◆ EXERCISE BRIEF:
An exact copy of the entries below is the expected answer.

[DATASET EXTRACT — start]

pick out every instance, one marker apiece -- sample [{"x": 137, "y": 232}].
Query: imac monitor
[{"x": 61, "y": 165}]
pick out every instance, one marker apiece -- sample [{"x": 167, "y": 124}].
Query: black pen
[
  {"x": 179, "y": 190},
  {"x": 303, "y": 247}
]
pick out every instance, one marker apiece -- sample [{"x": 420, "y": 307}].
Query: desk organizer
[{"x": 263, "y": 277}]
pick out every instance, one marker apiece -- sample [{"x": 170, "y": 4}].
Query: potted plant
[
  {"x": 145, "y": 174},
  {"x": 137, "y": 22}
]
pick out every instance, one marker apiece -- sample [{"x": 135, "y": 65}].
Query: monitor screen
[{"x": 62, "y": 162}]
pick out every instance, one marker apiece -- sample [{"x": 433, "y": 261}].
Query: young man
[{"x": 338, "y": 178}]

[DATASET EXTRACT — finish]

◆ FINISHED TASK:
pick out every instance, one marker apiece -- sample [{"x": 137, "y": 232}].
Query: imac monitor
[{"x": 61, "y": 165}]
pick out every instance, one marker apiece -- sample [{"x": 167, "y": 124}].
Query: black pen
[
  {"x": 179, "y": 190},
  {"x": 303, "y": 247}
]
pick out every instance, one marker apiece -- sample [{"x": 420, "y": 307}].
Query: desk organizer
[{"x": 263, "y": 277}]
pick out every instance, one marker apiece -- sample [{"x": 170, "y": 4}].
Query: potted plant
[
  {"x": 145, "y": 174},
  {"x": 137, "y": 22}
]
pick out every instance, one marker apiece -- sample [{"x": 135, "y": 65}].
Query: monitor screen
[{"x": 62, "y": 162}]
pick out every instance, one marker apiece -- sample [{"x": 433, "y": 261}].
Query: young man
[{"x": 338, "y": 178}]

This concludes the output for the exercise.